Please extract each line of the material below that contains the word "duck".

Bounding-box records
☆ ☆ ☆ ☆

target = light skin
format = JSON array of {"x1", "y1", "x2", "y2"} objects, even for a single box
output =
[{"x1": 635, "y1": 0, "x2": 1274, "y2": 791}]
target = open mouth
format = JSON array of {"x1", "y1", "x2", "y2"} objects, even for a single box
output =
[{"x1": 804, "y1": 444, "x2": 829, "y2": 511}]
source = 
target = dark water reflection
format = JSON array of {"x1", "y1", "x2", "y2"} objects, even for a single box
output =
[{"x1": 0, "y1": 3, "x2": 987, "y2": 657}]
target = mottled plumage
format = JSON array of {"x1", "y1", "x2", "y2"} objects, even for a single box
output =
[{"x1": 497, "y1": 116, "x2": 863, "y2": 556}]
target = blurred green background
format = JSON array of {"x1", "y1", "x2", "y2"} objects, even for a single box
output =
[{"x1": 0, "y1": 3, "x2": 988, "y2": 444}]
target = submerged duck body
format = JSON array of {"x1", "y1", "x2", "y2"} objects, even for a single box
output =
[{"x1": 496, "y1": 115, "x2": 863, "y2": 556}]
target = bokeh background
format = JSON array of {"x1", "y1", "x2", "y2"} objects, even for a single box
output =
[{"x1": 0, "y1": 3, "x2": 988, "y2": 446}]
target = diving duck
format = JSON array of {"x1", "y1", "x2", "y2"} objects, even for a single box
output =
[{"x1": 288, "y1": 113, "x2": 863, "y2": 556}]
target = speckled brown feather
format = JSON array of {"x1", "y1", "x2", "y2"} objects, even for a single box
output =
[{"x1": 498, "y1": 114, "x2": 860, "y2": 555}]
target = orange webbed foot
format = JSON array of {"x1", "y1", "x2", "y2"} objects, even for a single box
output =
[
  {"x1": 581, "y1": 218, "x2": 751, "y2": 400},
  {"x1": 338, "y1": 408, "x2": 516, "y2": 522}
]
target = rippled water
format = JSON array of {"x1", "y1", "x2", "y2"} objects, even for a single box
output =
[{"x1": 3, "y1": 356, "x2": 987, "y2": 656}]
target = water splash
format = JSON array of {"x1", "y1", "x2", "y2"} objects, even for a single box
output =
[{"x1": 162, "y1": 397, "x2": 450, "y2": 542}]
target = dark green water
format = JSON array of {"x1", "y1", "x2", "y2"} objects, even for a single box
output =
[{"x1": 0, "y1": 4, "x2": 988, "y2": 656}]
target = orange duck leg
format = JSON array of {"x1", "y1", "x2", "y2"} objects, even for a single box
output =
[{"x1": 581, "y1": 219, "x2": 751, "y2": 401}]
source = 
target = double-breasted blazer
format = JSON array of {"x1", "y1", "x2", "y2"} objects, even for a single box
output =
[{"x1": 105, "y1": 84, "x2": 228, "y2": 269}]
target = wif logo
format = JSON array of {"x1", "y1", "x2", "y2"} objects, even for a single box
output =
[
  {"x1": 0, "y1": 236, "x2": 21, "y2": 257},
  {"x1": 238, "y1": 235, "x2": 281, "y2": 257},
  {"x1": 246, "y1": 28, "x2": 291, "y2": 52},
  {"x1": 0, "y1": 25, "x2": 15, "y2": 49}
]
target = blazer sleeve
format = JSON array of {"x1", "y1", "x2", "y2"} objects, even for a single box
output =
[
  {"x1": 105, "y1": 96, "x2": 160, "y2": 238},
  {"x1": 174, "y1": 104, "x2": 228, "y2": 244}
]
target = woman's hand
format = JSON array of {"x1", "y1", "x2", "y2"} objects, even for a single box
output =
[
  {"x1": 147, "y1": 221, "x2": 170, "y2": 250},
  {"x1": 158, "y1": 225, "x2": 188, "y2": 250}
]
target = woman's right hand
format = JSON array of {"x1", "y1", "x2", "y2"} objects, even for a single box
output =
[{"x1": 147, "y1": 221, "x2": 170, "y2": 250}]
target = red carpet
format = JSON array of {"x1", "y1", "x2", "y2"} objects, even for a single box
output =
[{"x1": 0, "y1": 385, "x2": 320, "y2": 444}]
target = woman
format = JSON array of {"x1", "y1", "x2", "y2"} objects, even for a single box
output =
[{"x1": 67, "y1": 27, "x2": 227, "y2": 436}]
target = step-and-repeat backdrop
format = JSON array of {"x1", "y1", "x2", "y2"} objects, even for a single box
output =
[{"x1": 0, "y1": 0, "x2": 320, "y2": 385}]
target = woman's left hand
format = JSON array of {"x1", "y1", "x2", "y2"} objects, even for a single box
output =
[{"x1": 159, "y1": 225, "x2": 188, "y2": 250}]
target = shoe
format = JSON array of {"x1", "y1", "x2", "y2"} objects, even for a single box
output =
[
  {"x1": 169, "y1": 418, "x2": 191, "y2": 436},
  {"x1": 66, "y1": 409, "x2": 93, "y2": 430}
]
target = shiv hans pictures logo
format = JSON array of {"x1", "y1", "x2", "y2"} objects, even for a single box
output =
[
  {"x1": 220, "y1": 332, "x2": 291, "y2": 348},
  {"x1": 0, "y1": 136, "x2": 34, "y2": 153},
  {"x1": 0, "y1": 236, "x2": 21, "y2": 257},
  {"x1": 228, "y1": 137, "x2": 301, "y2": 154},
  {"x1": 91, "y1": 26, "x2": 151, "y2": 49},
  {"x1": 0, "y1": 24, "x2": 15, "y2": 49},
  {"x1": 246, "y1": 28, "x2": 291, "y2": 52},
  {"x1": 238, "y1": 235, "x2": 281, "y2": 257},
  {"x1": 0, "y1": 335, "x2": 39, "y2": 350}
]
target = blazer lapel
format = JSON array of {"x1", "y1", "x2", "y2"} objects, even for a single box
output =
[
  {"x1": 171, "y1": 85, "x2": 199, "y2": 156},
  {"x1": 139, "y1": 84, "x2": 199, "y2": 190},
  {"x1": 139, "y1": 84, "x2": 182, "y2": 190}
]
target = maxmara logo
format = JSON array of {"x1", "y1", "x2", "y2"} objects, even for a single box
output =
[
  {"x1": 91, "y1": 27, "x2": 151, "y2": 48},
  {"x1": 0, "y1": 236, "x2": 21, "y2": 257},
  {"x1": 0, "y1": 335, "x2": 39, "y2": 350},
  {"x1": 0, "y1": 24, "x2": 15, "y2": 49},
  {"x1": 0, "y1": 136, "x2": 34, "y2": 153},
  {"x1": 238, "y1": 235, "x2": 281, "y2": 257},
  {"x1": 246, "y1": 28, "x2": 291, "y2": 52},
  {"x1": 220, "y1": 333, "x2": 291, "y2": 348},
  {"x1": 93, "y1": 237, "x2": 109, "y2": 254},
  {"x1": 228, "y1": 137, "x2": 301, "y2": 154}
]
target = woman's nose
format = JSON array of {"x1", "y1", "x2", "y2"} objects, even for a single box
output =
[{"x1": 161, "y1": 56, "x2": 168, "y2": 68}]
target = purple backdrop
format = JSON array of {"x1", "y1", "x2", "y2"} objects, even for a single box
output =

☆ ☆ ☆ ☆

### Result of the exercise
target = submerged duck body
target = diving duck
target = orange duck leg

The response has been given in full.